What the task requires:
Could you type out every one of the records below word for word, leaving the pictures out?
##### Records to use
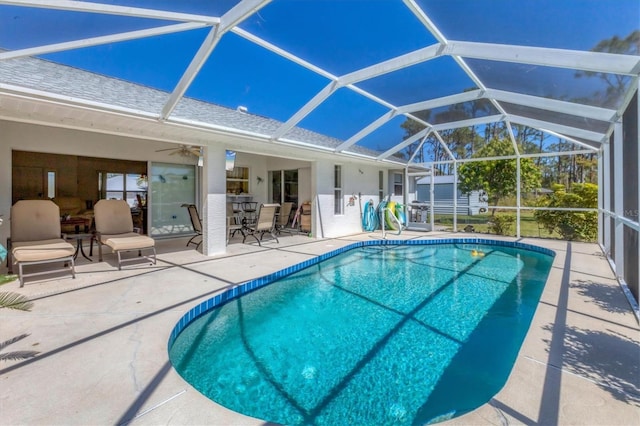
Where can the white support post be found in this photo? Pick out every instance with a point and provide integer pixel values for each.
(601, 203)
(214, 199)
(518, 177)
(618, 208)
(637, 212)
(455, 196)
(431, 197)
(606, 179)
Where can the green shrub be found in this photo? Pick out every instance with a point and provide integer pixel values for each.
(501, 224)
##########
Reply:
Where can the white support post be found in this photo? Pick out every instance with a point and provide integer pixel values for each.
(601, 203)
(214, 199)
(518, 177)
(618, 208)
(637, 212)
(455, 196)
(431, 197)
(606, 179)
Where can the green shrub be found in this photo? Pick out every instance with a point and provide integer pixel values for each.
(501, 224)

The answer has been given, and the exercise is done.